PASSAGE PROVIDED
I am guessing here but...since multiple pairs increase damping factor and raise distortion (slightly...acording to the F5T article) would you say a multiple pair amp would sound less lively, more controlled and perhaps duller than a single pair amp when compared at the same bias?
That's one way to do it I guess...
I guess I will try adding A set of mosfets to the F5 which won't get me more watts but I might be able to bias it higher. If I don't like it, I'll just take 'em out.
More pairs in the output stage reduce HF distortion as well, because of margain in the output stage. Also reduce output impedance. But are harder for the input stage to correctly deal with, because of the increased drive requirements of more gate capacitances.
I felt the F5 had a more precise and focused sound, whereas the F5T had more smooth and relaxed signature. I could not measure the F5 when I had it with me about four years ago, but I recently ran some RMAA tests on the Turbo alongside one of juma's BJT versions using a similar topology and the same output devices, and you could not really tell the difference by looking at the results or graphs.

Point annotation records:
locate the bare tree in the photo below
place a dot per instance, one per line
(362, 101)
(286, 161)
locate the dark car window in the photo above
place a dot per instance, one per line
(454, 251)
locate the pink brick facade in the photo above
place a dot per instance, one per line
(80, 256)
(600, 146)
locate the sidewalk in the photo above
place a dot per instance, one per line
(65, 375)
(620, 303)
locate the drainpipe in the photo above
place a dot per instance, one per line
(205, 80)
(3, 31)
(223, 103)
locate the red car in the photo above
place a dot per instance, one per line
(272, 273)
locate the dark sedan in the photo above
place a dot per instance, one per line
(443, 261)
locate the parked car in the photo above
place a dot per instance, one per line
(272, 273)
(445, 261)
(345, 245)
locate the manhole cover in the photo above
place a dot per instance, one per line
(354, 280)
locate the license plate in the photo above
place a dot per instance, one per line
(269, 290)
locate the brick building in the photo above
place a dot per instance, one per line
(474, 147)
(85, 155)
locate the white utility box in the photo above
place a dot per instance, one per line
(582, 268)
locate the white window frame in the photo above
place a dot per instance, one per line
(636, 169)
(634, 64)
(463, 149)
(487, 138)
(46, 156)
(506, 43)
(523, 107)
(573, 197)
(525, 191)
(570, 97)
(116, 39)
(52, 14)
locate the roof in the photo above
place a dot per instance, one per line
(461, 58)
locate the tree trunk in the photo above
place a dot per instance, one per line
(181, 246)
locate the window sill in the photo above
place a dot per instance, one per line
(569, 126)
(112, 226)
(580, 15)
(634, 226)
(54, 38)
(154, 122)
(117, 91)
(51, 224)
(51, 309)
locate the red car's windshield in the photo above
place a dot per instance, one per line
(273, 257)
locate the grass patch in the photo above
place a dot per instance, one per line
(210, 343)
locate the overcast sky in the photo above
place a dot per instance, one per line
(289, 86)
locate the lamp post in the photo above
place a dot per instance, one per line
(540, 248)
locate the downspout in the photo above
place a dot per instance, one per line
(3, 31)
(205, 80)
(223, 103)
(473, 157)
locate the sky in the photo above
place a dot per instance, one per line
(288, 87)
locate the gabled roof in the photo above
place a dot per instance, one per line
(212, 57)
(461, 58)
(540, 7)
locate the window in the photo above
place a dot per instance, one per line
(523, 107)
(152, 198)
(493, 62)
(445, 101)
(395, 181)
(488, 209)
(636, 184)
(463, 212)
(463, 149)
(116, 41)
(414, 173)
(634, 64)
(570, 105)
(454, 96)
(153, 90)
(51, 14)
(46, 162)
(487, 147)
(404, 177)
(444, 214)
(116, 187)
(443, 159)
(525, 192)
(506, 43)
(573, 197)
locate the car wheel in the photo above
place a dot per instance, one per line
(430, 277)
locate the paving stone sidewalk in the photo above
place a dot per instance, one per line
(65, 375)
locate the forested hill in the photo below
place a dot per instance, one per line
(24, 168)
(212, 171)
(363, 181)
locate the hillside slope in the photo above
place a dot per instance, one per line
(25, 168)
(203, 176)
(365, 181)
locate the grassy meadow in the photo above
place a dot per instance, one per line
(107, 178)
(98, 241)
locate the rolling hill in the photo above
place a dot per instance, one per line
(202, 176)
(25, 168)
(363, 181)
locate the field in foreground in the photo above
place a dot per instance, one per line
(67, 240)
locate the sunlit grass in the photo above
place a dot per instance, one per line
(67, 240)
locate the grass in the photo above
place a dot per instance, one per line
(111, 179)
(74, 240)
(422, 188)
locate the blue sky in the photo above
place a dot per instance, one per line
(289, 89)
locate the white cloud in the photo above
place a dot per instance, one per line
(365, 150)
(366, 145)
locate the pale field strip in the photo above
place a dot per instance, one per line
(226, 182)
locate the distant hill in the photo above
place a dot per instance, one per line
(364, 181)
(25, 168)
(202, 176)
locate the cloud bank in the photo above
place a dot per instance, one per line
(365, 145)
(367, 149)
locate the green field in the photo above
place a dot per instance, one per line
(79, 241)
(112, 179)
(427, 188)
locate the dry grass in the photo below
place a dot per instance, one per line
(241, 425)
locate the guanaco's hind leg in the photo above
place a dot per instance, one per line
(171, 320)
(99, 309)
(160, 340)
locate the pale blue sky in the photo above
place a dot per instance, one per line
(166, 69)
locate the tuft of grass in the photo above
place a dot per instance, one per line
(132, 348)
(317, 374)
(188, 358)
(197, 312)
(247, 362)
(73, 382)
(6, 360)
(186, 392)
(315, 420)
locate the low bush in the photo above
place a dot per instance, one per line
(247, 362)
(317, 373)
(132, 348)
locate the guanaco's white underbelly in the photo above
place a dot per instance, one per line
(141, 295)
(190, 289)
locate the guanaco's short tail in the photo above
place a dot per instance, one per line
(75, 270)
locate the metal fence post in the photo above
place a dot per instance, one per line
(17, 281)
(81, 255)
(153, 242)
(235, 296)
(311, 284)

THINGS TO DO
A. According to the forum thread, what kind of tests were recently run on the Turbo?
B. Repeat everything in the forum thread from "I guess I will" down to "take 'em out.".
C. Based on the forum thread, explain why more output pairs are harder for the input stage to deal with correctly.
Rely solely on the forum thread when responding.

REPLIES
A. RMAA tests.

B.
I guess I will try adding A set of mosfets to the F5 which won't get me more watts but I might be able to bias it higher. If I don't like it, I'll just take 'em out.

C. More pairs mean more gate capacitances. That raises the drive requirements the input stage must meet.